Supplied material:
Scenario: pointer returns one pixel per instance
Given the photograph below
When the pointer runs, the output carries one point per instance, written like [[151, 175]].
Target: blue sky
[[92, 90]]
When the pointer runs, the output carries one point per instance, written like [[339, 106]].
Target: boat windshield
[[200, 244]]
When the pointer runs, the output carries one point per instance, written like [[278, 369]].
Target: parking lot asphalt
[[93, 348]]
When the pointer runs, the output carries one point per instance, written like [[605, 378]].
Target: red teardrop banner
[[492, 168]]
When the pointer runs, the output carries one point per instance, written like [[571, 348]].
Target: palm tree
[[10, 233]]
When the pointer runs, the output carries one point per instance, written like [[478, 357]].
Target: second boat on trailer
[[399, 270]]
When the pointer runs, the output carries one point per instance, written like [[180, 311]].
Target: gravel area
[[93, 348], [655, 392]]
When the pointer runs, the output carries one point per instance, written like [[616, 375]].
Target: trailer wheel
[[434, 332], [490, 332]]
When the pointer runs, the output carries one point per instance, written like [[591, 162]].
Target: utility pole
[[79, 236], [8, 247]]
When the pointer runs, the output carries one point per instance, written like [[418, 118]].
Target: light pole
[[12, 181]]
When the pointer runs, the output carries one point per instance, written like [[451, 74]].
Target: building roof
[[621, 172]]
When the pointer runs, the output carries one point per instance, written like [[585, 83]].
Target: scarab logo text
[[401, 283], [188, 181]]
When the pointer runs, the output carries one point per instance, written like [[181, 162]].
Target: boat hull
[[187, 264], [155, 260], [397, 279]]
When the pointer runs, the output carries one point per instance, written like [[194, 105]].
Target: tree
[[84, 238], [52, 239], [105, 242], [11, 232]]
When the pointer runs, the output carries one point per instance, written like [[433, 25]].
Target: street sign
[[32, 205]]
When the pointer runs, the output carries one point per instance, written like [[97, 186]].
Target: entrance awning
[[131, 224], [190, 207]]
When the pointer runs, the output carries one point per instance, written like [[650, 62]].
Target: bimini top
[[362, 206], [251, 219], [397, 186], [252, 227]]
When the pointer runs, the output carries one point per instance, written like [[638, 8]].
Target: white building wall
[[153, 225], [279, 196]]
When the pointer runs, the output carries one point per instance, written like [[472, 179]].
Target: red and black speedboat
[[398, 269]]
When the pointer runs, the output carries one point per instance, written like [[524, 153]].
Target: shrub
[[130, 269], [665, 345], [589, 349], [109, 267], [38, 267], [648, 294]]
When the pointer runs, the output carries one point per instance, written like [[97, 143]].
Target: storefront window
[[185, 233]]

Task to complete: Copy the line containing "Target: bimini top" exactly. Then copy every line after it through the end of the listing, and nothing more.

Answer section:
Target: bimini top
[[362, 206], [251, 219], [397, 186], [252, 227]]
When the pointer runs, the output carries one point per instance, written like [[638, 8]].
Target: white building wall
[[153, 225], [279, 196]]
When the pointer runs, the output carries one point per instance, written like [[472, 179]].
Target: red and black speedboat
[[398, 269]]
When the pointer runs, the output carries one point per instance, written like [[524, 153]].
Target: shrub
[[130, 269], [665, 345], [589, 349], [109, 267], [38, 267], [648, 294]]
When the pointer runs, the output carries one point per instance, written like [[97, 143]].
Target: storefront window
[[185, 233]]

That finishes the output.